- Brief 1 -
List the performers whose names appear in parentheses after character names in the article on Paathan.
- Brief 2 -
Copy, word for word, the stretch of the article on Paathan from "Paathan: Is the" through "Sejal and Zero.".
- Brief 3 -
According to the article on Paathan, how long was Shah Rukh Khan's hiatus before this film?

Paathan: Is the King of Bollywood back?
By Nimra Amir, March 6 2023—
Disclaimer: This article contains spoilers to the movie Paathan.
Shah Rukh Khan is known to most viewers of Indian cinema as “the King of Bollywood” because of his notable career. From his success as the villainous lead in the early 1990s with movies like Baazigar and Darr to his even greater success as the romantic lead in the late 1990s and early 2000s with movies like Kuch Kuch Hota Hai, Kabhi Khushi Kabhie Gham and Devdas. His success even carried into the late 2000s and early 2010s with movies like Om Shanti Om and Chennai Express. Since then, Khan has experienced a steady stagnation in his career with poorly received movies like Jab Harry Met Sejal and Zero.
After a five-year hiatus, Khan has returned with Paathan — a Yash Raj Films’ (YRF) action thriller, set in the YRF Spy Universe among movies like Ek Tha Tiger, Tiger Zinda Hai and War. Khan plays an exiled patriotic Research and Analysis Wing (RAW) agent, Pathaan, who must work with former Inter-Services Intelligence (ISI) agent, Rubina (Deepika Padukone), to take down a rogue former RAW agent, Jim (John Abraham). Jim is working with rogue Pakistani general Qadir (Manish Wadha) to spread a fatal lab-generated virus in India after the country revoked the special area status for Kashmir.

- Information -
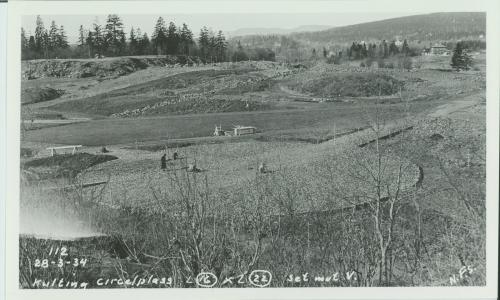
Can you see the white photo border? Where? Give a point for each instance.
(17, 9)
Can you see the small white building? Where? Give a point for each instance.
(242, 130)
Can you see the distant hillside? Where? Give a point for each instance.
(430, 27)
(265, 31)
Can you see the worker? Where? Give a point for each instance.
(163, 161)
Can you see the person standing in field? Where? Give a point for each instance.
(163, 161)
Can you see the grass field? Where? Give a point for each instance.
(311, 206)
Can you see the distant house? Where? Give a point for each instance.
(439, 49)
(242, 130)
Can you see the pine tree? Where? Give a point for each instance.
(385, 48)
(172, 39)
(24, 41)
(405, 49)
(393, 49)
(204, 43)
(159, 37)
(62, 39)
(461, 60)
(114, 36)
(96, 40)
(186, 40)
(133, 43)
(221, 46)
(53, 36)
(39, 36)
(81, 36)
(144, 44)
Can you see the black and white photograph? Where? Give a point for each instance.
(162, 149)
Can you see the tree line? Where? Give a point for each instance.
(111, 40)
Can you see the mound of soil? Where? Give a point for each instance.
(64, 165)
(347, 85)
(39, 94)
(103, 68)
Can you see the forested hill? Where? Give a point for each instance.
(429, 27)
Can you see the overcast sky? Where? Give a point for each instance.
(224, 22)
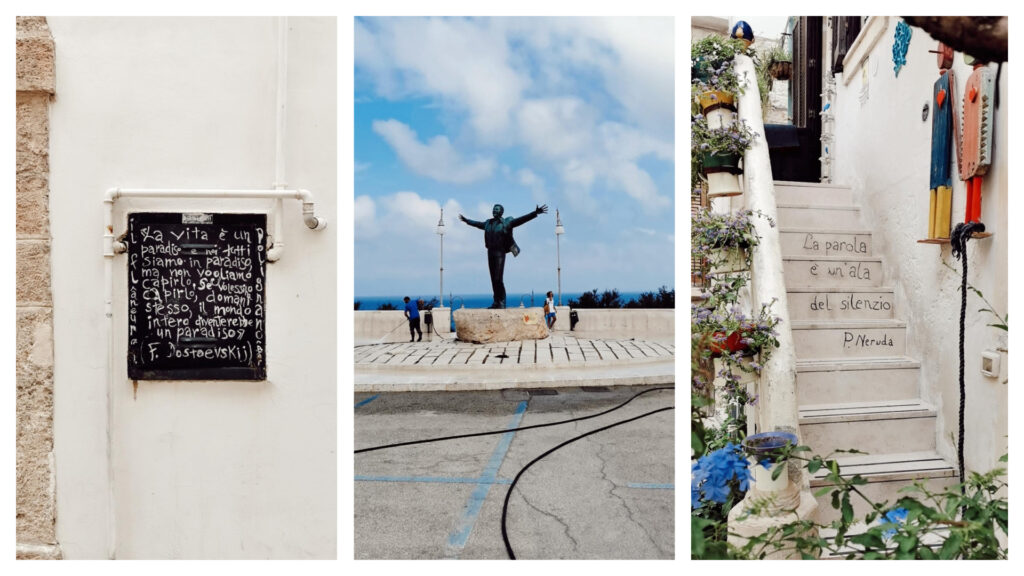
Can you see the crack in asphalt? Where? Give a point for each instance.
(565, 527)
(611, 492)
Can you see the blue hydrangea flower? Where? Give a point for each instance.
(711, 475)
(895, 517)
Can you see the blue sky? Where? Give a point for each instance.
(576, 113)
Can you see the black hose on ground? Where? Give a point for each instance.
(957, 240)
(410, 443)
(505, 506)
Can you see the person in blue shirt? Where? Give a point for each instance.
(413, 314)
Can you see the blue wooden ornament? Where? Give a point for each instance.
(901, 43)
(742, 31)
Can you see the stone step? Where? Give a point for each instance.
(816, 303)
(847, 339)
(868, 426)
(832, 271)
(821, 381)
(886, 475)
(812, 193)
(799, 215)
(803, 241)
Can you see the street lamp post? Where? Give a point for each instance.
(559, 231)
(440, 233)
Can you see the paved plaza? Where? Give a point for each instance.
(609, 495)
(445, 364)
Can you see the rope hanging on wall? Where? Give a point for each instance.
(962, 233)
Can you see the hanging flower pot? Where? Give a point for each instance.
(714, 99)
(723, 174)
(720, 118)
(763, 450)
(730, 343)
(729, 260)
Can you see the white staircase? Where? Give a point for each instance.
(855, 385)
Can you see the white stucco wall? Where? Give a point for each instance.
(883, 151)
(200, 468)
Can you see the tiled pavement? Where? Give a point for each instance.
(558, 360)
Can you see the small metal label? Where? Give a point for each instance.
(197, 218)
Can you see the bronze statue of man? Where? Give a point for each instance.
(499, 241)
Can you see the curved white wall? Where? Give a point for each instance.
(201, 468)
(883, 151)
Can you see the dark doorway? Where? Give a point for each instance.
(796, 149)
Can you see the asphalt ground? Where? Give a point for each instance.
(609, 495)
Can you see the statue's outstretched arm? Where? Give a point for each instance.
(473, 223)
(526, 217)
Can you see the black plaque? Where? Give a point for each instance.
(197, 287)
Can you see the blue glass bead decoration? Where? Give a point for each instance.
(901, 43)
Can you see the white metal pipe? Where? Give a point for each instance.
(109, 250)
(282, 109)
(278, 233)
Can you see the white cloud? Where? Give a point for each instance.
(365, 214)
(463, 60)
(437, 159)
(556, 128)
(535, 182)
(531, 81)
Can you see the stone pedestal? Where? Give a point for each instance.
(484, 326)
(762, 510)
(442, 320)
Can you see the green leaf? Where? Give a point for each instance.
(696, 535)
(951, 547)
(906, 542)
(869, 539)
(847, 508)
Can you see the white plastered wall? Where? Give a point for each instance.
(883, 151)
(200, 468)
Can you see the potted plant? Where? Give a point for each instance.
(719, 239)
(767, 453)
(714, 81)
(719, 151)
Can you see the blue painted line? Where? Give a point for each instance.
(367, 401)
(458, 538)
(428, 479)
(651, 486)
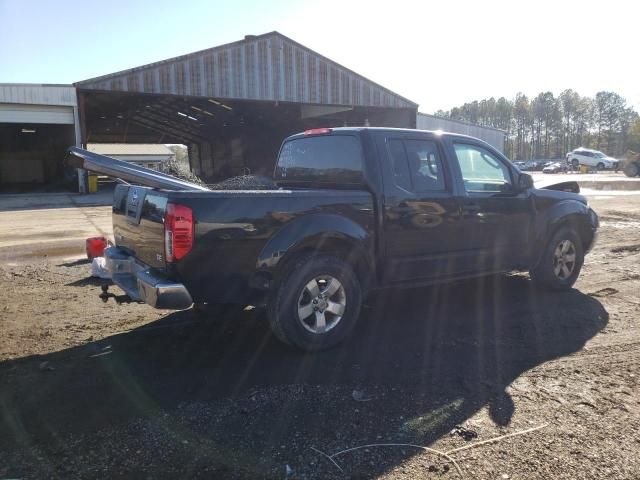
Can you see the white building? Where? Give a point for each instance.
(37, 124)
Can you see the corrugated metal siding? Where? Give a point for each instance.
(269, 67)
(492, 136)
(22, 113)
(38, 94)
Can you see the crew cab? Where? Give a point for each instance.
(350, 210)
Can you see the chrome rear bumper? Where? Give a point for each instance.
(138, 281)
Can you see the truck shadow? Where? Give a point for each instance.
(425, 359)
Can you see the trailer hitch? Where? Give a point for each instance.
(120, 299)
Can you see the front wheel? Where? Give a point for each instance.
(561, 261)
(316, 302)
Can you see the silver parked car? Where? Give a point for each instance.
(591, 158)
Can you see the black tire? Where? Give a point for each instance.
(546, 273)
(631, 169)
(292, 295)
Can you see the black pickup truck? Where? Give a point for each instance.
(350, 210)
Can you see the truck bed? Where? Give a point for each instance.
(233, 230)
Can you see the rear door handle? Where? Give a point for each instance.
(470, 209)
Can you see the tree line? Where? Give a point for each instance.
(546, 126)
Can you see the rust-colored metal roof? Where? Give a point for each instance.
(269, 67)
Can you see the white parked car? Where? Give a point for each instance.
(591, 158)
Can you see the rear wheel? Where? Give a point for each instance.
(316, 303)
(561, 261)
(631, 169)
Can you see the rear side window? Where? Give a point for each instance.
(416, 165)
(399, 164)
(324, 159)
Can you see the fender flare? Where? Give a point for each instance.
(311, 231)
(570, 212)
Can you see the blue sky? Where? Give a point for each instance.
(438, 54)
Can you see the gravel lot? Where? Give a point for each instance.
(93, 390)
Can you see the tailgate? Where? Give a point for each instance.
(138, 222)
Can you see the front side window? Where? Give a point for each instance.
(324, 159)
(481, 171)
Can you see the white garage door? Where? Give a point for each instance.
(21, 113)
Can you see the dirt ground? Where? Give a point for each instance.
(94, 390)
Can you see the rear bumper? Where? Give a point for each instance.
(141, 284)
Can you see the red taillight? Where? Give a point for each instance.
(178, 231)
(317, 131)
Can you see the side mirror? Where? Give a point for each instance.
(525, 182)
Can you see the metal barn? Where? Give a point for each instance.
(232, 105)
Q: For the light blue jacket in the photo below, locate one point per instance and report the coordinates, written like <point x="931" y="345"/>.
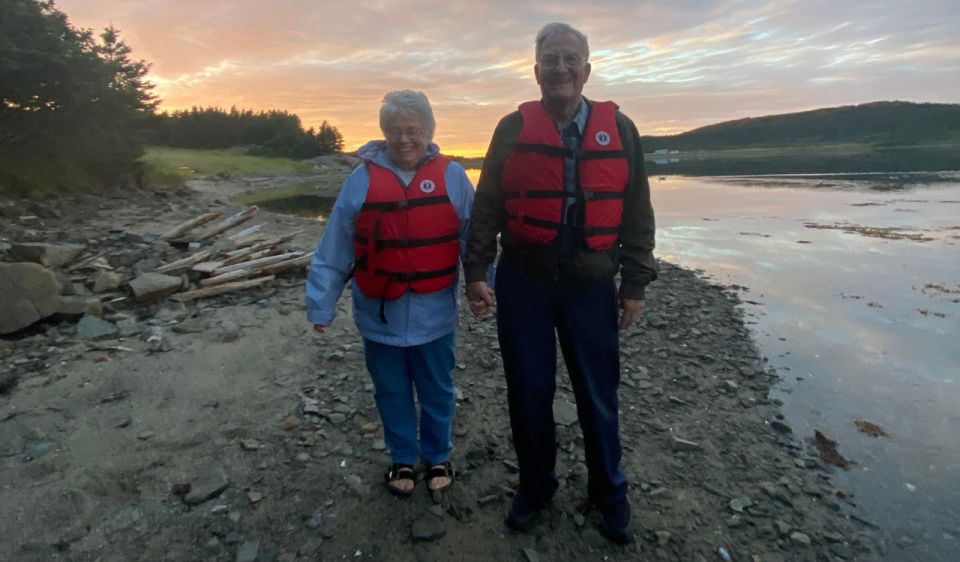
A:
<point x="414" y="318"/>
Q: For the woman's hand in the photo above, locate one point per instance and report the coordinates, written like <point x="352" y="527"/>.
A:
<point x="480" y="297"/>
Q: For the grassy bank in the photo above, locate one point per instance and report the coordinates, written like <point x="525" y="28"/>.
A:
<point x="167" y="166"/>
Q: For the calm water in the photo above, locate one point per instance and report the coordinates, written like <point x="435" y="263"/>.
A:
<point x="854" y="290"/>
<point x="851" y="285"/>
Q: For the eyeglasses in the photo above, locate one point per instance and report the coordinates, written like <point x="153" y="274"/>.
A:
<point x="409" y="132"/>
<point x="553" y="60"/>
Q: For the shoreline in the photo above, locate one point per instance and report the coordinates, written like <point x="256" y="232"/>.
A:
<point x="288" y="417"/>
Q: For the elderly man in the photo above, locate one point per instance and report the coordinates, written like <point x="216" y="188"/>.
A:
<point x="563" y="183"/>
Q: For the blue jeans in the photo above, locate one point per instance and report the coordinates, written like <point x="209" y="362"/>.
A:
<point x="532" y="314"/>
<point x="395" y="372"/>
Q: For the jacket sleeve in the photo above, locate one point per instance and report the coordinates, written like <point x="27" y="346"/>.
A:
<point x="637" y="233"/>
<point x="461" y="194"/>
<point x="333" y="258"/>
<point x="489" y="216"/>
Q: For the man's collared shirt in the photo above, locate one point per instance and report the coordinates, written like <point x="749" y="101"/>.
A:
<point x="571" y="137"/>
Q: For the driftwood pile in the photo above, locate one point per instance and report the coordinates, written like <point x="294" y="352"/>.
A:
<point x="234" y="262"/>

- Written response 1 -
Deepika Padukone, John Abraham, Manish Wadha

- Written response 2 -
Paathan: Is the King of Bollywood back?
By Nimra Amir, March 6 2023—
Disclaimer: This article contains spoilers to the movie Paathan.
Shah Rukh Khan is known to most viewers of Indian cinema as “the King of Bollywood” because of his notable career. From his success as the villainous lead in the early 1990s with movies like Baazigar and Darr to his even greater success as the romantic lead in the late 1990s and early 2000s with movies like Kuch Kuch Hota Hai, Kabhi Khushi Kabhie Gham and Devdas. His success even carried into the late 2000s and early 2010s with movies like Om Shanti Om and Chennai Express. Since then, Khan has experienced a steady stagnation in his career with poorly received movies like Jab Harry Met Sejal and Zero.

- Written response 3 -
Five years.